## Task
In the article on Mind Springs Health below, turn the paragraph that begins "The former workers’ accounts span" into a short bulleted list that keeps its main facts.

A troubled Western Slope mental health care center falsified assessments of its patients’ conditions for at least nine years in an effort to make its treatment programs seem more effective and secure funding from the state, whistleblowers say.
The state overlooked what former workers describe as a long practice by the Grand Junction-based Mind Springs Health of intentionally writing bogus patient evaluations. The three departments tasked with regulating Colorado’s mental health safety net system failed to notice the allegedly falsified reports during a recent multi-agency audit of the center, and over years of lax oversight.
“You’ve got to wonder how closely these so-called regulatory agencies are really looking,” says Sunny Sullivan, one of 29 current and former Mind Springs workers who have come forward to tell the Colorado News Collaborative (COLab) what they see as legal and ethical breaches.
Among the allegations, Sullivan and five other former workers say their supervisors had them and their colleagues fill out mental health assessments of patients they knew little or nothing about and hadn’t actually evaluated. The whistleblowers, who were not trained in behavioral health care and had no clinical licenses or experience at the time they worked for Mind Springs, say their bosses also told them to:
- Make up diagnoses for patients to justify treating them
- Diagnose certain patients with disorders they did not have in order to qualify them for costly, Medicaid-funded treatment they did not need
- Show progress among all patients they were assigned to assess – including those whose symptoms had not actually improved – because state funding for the center hinged partly on the success of its treatment
Mind Springs’ longtime CEO Sharon Raggio and two of its other top executives resigned following a Colorado News Collaborative investigation about access to and quality of the center’s care. Interim CEO Doug Pattison and the center’s spokeswoman had not returned multiple emails and phone calls over several months about these latest allegations before the deadline for this story.
The former workers’ accounts span from 2012 to 2021, suggesting that falsifying records wasn’t merely a one-off or an occasional mistake in a state where the law is silent about specifically who should complete those records and how. Rather, whistleblowers say this was an intentional practice of concocting patient information that gave state regulators and policymakers a distorted view of Mind Springs’ effectiveness and, most likely, resulted in the center reaping more public funding than it would have otherwise.
“I’m no legal expert, but I’m pretty sure what we were doing was fraud,” says former case manager Amy Jensen, who estimates she took part in doctoring at least 1,000 patient assessments between 2014 and 2018.
“I’ve wondered how long it could go on without anyone at the state bothering to do something about it.”
“CCAR parties”
Mind Springs is one of 17 regional community mental health centers statewide that have long made up the core of Colorado’s safety-net system.
Those contracts – and the contracts of the 16 other community mental health centers – will no longer be exclusive under a massive bill passed last week to reform Colorado’s safety net system. The law creates a new set of policies that will be carried out by a cabinet-level agency called the Behavioral Health Administration, which, upon its launch in July, will replace the state’s current Office of Behavioral Health within the Department of Human Services.

## Given entries
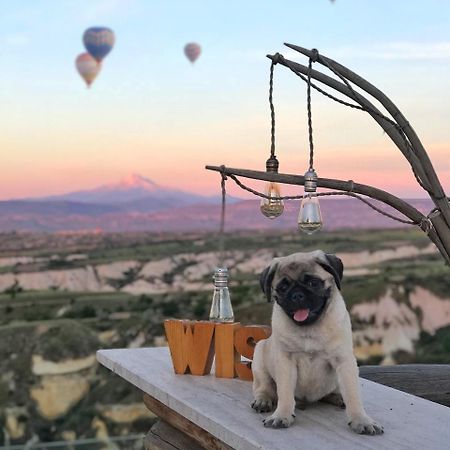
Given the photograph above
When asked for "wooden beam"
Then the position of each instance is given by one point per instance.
(437, 193)
(430, 381)
(199, 435)
(163, 436)
(391, 131)
(346, 186)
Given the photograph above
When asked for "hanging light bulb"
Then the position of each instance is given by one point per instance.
(310, 216)
(273, 206)
(221, 309)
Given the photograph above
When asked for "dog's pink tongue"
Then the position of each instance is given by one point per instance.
(301, 315)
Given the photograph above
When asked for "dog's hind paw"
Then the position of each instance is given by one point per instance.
(366, 425)
(263, 405)
(276, 421)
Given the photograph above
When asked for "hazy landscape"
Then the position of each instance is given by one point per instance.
(136, 203)
(66, 295)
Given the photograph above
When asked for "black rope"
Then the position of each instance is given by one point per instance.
(222, 217)
(308, 107)
(272, 111)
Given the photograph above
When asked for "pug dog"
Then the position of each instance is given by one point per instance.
(309, 356)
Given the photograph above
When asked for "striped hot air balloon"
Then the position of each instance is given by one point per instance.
(98, 41)
(87, 67)
(192, 51)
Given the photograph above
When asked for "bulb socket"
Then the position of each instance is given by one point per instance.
(220, 277)
(272, 164)
(310, 180)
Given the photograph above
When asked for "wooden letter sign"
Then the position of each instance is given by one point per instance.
(191, 345)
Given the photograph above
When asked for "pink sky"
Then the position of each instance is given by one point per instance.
(153, 113)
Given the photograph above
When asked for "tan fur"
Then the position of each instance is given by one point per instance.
(308, 362)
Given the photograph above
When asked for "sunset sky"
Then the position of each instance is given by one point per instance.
(151, 112)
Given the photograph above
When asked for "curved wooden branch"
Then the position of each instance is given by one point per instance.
(385, 197)
(437, 193)
(361, 100)
(418, 160)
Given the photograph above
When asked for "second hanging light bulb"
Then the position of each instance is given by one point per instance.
(310, 216)
(273, 206)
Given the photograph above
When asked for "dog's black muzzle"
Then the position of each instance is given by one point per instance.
(301, 303)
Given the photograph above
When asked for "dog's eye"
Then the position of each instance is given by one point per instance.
(283, 285)
(314, 283)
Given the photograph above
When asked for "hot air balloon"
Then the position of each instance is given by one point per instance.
(98, 41)
(192, 51)
(87, 67)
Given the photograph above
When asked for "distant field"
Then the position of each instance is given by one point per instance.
(115, 290)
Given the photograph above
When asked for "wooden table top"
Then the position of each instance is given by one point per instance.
(222, 408)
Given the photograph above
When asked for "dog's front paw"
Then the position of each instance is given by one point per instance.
(264, 404)
(277, 420)
(365, 425)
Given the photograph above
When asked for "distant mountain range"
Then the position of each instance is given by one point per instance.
(138, 204)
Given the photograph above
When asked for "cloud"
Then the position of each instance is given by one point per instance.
(396, 50)
(102, 8)
(17, 40)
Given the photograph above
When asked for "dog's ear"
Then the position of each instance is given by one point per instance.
(266, 278)
(335, 267)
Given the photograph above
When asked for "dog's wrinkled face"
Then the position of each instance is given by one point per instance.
(302, 284)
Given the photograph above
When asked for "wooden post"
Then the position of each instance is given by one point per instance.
(245, 342)
(226, 355)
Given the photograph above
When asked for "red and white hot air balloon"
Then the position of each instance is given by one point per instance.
(87, 67)
(192, 51)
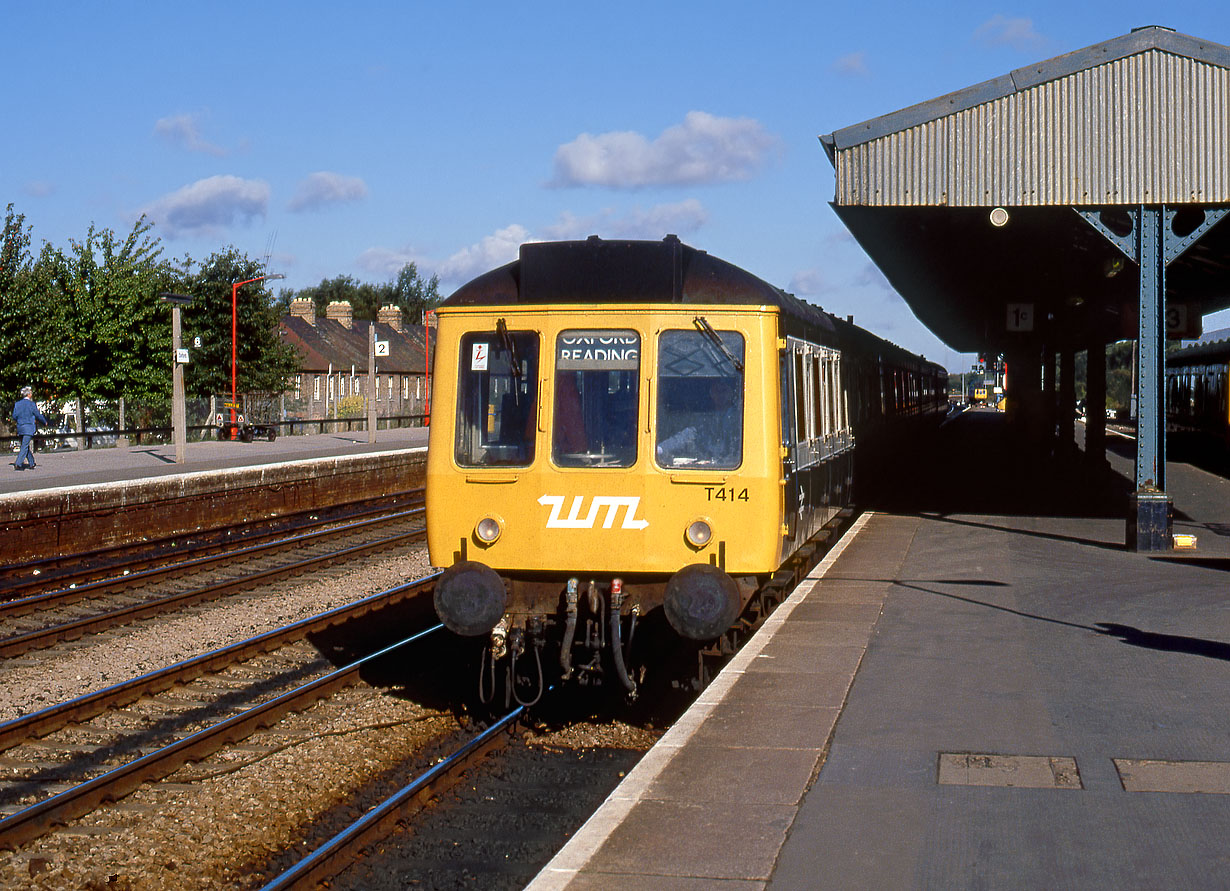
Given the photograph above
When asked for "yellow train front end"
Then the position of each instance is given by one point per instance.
(593, 462)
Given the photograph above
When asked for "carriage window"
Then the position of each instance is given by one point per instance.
(597, 377)
(497, 398)
(700, 399)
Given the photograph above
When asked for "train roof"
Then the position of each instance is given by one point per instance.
(624, 271)
(668, 271)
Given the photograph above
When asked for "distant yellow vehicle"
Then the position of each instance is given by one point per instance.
(631, 430)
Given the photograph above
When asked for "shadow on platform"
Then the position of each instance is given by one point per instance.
(979, 463)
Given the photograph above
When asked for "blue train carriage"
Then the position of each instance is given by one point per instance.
(1197, 390)
(624, 428)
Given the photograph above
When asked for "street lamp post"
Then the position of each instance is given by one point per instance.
(235, 288)
(178, 412)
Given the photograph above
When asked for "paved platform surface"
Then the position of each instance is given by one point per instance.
(982, 689)
(90, 467)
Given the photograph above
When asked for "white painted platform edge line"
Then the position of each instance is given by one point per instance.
(198, 474)
(586, 842)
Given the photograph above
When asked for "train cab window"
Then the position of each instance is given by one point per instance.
(597, 377)
(497, 398)
(700, 399)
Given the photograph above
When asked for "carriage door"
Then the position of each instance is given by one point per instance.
(789, 444)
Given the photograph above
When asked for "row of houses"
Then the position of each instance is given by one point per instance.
(333, 353)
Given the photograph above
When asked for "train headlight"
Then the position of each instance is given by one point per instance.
(487, 529)
(699, 534)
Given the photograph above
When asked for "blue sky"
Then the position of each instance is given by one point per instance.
(352, 138)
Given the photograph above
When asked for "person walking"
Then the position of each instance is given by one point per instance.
(27, 416)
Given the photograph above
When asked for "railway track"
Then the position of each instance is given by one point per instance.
(64, 761)
(70, 571)
(69, 613)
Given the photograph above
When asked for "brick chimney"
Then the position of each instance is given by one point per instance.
(304, 309)
(342, 311)
(391, 316)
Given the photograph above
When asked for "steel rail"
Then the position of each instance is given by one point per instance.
(39, 574)
(376, 823)
(71, 630)
(38, 819)
(83, 708)
(27, 604)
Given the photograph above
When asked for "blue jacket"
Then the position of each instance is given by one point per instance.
(26, 414)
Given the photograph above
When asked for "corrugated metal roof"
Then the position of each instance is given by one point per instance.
(1138, 119)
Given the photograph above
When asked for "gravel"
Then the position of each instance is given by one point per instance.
(228, 821)
(94, 663)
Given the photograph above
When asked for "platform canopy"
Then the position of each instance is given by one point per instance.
(1006, 193)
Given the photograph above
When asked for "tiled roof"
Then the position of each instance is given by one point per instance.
(330, 342)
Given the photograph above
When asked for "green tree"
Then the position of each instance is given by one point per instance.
(19, 340)
(412, 294)
(265, 363)
(102, 330)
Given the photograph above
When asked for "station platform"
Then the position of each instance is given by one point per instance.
(978, 687)
(80, 501)
(115, 464)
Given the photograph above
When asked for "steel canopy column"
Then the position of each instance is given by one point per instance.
(1151, 393)
(1149, 523)
(1153, 245)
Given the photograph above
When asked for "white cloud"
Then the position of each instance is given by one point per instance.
(654, 223)
(1017, 33)
(853, 64)
(386, 262)
(495, 250)
(182, 132)
(208, 206)
(702, 149)
(39, 188)
(808, 283)
(324, 187)
(502, 246)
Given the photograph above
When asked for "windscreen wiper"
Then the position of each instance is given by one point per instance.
(511, 346)
(707, 330)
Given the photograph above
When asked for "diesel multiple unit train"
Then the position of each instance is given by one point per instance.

## Worked solution
- The former workers' accounts span 2012 to 2021.
- This suggests the falsifying of records was not a one-off or occasional mistake.
- Colorado law is silent about specifically who should complete those records and how.
- Whistleblowers describe an intentional practice of concocting patient information.
- The practice gave state regulators and policymakers a distorted view of Mind Springs' effectiveness.
- It most likely brought the center more public funding than it would otherwise have received.